Zadanie pisemne A: Przekształć w listę numerowaną wiersze wykazu od wiersza zawierającego „Would you be able to tag the frog's webbed” aż do ostatniego wiersza wykazu włącznie, bez pustych wierszy. Obrazów nie umieszczaj w odpowiedzi.

Tekst do czytania:
━━━

Styl western (dawniej kącik)

Ale wersja dla ubogich tez się sprawdza  😂


hehe
jasne 🙂 trzeba sobie radzić w dobie kryzysu
Dzień dobry, jestem tu nowa i mam prośbe otóż koleżanka nie ma teraz neta a chce zacząć nauke w stylu west z mozliwościa startów na zawodach . Ona nie ma swojego konia i mieszka we Wrocławiu . Jaki klub polecacie tak żeby sie naprawdę nauczyć. Bardzo was prosze o radę i z góry pięknie dziękuje.
ovca   Per aspera donikąd
23 listopada 2009 16:05
W samym Wrocławiu od niedawna na Partynicach można się uczyć westu, na pw mogę Ci podać numer do instruktorki  (tylko dosyć drogo mają), ewentualnie z dojazdem Marek Misiek http://metaranch.com/  albo zapraszam do nas, do Panderozy www.panderoza.pl .

Wszystkie trzy stajnie są dosyć znane i często widziane na podium 😉
Dziękuje , a gdzie mają lepsze konie i lepszego trenera i lepsze warunki , bo na stronkch tego nie widac .
ovca   Per aspera donikąd
23 listopada 2009 16:29
Warunki tzn?
Na Partynicach są dwie hale, z tym że naukę prowadzi dziewczyna, której nigdy na koniu  nie widziałam, więc nie wiem, "wyżej" jest już bardzo fajny trener.
No i mają do nauki tylko jednego konia, do podstaw, później trzeba się dogadywać, kombinować.

U Marka są chyba dwa czy trzy konie do nauki (pewna nie jestem), malutka hala, szkolą dobrych zawodników, sporo sukcesów. Myślę, że o tej stajni więcej może powiedzieć forumowa kasiadzi 😉

U nas hala się buduje dopiero - do końca roku powinna stać, ale też malutka narazie. Koni do nauki mamy 10, jazdy prowadzę ja albo moja znajoma , czasem właściciel - na naukę podstaw westu i rozpoczęcie startów w sam raz. Trochę daleko od Wro, ale dojazd jest nie tylko autem, no i można przyjechać na kilka dni.

━━━

Wykaz:
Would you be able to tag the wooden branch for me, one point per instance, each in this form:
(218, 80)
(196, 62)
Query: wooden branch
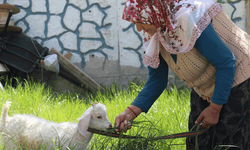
(76, 72)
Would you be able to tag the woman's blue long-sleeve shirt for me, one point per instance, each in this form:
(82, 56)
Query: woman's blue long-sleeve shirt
(214, 50)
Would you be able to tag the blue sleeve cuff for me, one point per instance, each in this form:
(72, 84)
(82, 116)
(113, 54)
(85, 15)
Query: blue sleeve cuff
(156, 83)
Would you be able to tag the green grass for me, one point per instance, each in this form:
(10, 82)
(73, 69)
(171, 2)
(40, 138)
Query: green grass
(168, 115)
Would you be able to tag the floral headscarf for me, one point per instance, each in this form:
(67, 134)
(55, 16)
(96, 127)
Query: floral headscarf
(179, 23)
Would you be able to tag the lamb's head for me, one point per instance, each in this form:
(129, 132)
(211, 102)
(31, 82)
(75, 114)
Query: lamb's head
(95, 117)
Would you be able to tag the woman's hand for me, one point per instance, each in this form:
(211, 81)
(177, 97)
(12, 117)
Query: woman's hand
(122, 121)
(210, 115)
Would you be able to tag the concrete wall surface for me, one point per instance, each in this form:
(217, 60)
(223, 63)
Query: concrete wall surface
(103, 45)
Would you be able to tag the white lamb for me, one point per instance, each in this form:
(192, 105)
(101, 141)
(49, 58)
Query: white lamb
(29, 132)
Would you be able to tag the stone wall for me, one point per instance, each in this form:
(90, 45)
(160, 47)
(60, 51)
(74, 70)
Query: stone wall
(103, 45)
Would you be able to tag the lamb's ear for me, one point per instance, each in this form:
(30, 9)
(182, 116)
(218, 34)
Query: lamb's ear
(84, 122)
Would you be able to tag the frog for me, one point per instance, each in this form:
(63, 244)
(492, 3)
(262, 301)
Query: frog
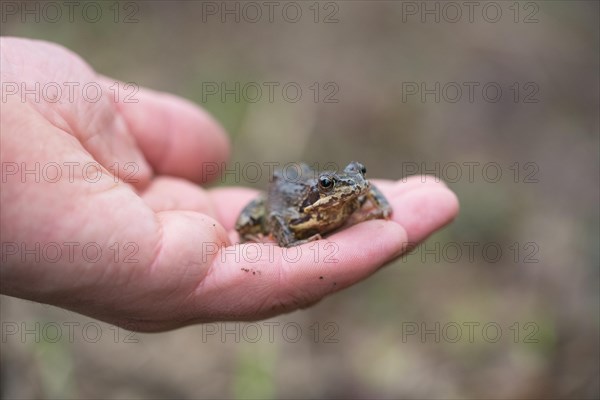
(304, 206)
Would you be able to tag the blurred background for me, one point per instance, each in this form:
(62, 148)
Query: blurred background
(500, 100)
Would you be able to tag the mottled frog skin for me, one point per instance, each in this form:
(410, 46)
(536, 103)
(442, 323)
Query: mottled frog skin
(300, 208)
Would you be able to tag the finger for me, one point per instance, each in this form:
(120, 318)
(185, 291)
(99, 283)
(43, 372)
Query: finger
(166, 193)
(286, 279)
(423, 209)
(254, 281)
(84, 111)
(229, 202)
(407, 184)
(177, 137)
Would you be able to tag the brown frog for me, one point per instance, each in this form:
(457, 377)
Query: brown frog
(301, 207)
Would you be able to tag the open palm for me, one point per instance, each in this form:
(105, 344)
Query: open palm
(138, 242)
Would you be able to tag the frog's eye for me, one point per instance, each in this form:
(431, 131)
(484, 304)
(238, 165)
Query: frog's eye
(325, 182)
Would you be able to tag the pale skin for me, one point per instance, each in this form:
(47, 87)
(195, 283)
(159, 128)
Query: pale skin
(189, 268)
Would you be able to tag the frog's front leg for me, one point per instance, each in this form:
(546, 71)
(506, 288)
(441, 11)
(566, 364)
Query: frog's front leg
(280, 230)
(251, 223)
(382, 210)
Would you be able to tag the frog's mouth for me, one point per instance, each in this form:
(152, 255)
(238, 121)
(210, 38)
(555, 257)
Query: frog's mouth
(337, 198)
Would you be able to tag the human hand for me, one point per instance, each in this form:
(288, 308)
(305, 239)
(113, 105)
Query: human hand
(167, 256)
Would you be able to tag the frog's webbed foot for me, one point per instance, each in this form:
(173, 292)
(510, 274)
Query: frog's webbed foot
(280, 230)
(382, 208)
(251, 222)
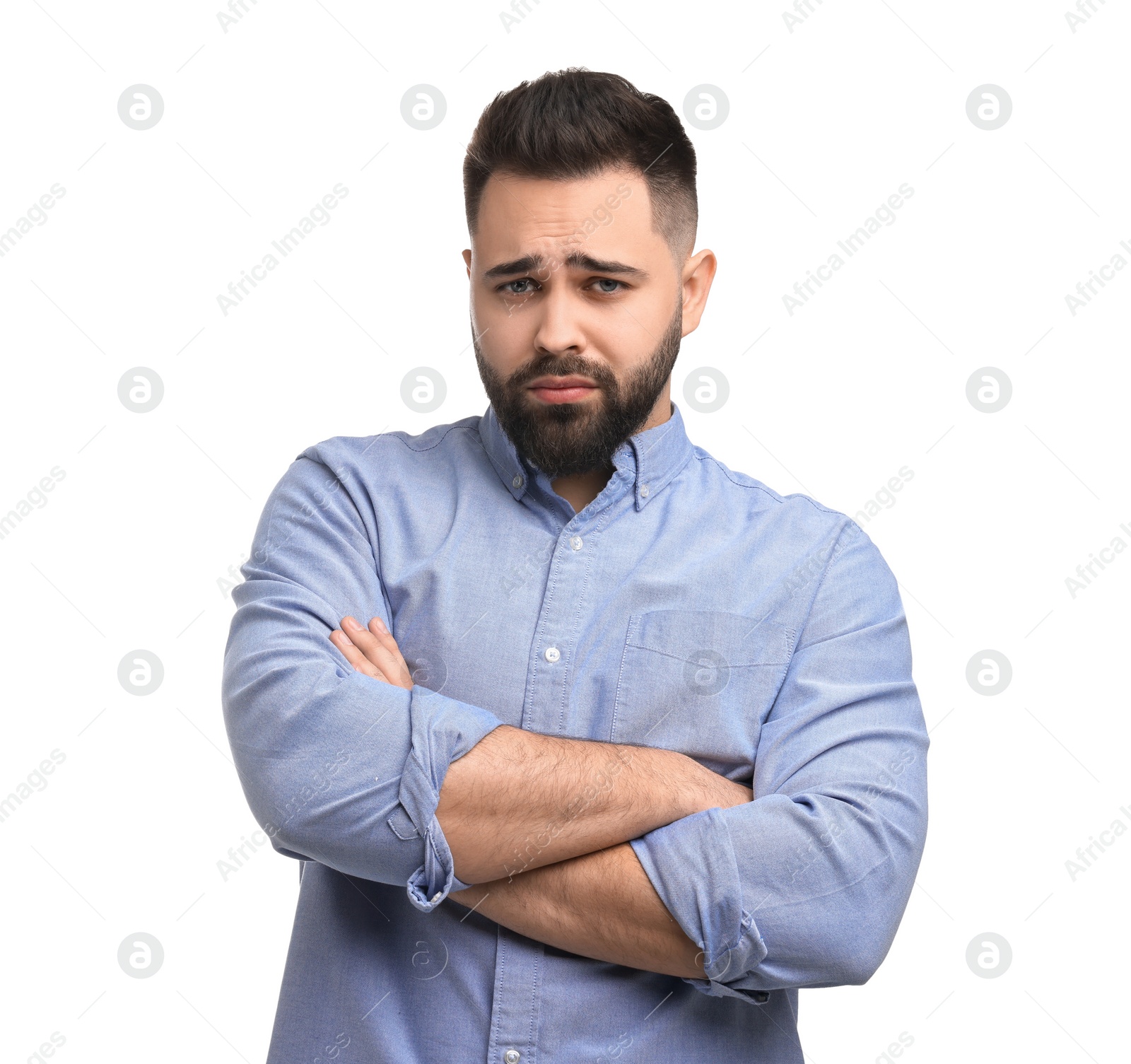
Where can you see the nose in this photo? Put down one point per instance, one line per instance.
(559, 330)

━━━

Zadanie pisemne B: Kontynuuj wątek z forum o nauce jazdy w stylu western we Wrocławiu, zaczynając po ostatnim pokazanym zdaniu.

Wynik ćwiczenia A:
1. Would you be able to tag the frog's webbed foot for me, one point per instance, each in this form:
2. (173, 292)
3. (510, 274)
4. Query: frog's webbed foot
5. (280, 230)
6. (382, 208)
7. (251, 222)
8. Where can you see the nose in this photo? Put down one point per instance, one line per instance.
9. (559, 330)

Wynik ćwiczenia B:
Kurcze, jakoś głupie mi się reklamuje "moją" stajnię  😁

popytaj jeszcze wśród innych - moja opinia może być mało obiektywna  😉

Ty tez startujesz czy tylko uczysz , my byłyśmy na mistrzostwach ale cie nie kojarze ale kojarze ze dziewczyna od was zebrała chyba 3 złote medale -to ty ją trenujesz ?? Gratulacje!! Uczysz reiningu i macie konie do  reiningu ?!
przepraszam miałam przepychankę z siorką
gówniara zawzieła sie na popychanie i przeszkadzanie i stąd te głupoty
talka bardzo chce się dowiedzieć tego od ciebie Ovca, ...albo ma czkawkę  😁 Gdzie jest Modek? 👀

zazdroszczę takiego wyboru w tym Wrocławiu, u mnie w całym WOJEWÓDZTWIE  jest może 3 - 4 stajnie westowe, z czego każda w odległości minimum 30 km od mojego miasta  😵 jak treser przyjeżdża, to na pół dnia do nas, a jak go nie ma, bo zawody, bo pokazy to już samiuśkie zostajemy bez opieki i"bata" nad nami  🙄
ovca   Per aspera donikąd
23 listopada 2009 17:56
Bydgoszcz...w sumie najbliżej macie chyba Roberta Nejdore, www.ranch.pl (sasasa, wkrótce tam zawitam  😁 ), a tak "umownie" blisko w Łodzi dwóch fajnych trenerów, ośrodek pana Derędowskiego i Łukasz Krogulski też w okolicy gdzieś stacjonuje.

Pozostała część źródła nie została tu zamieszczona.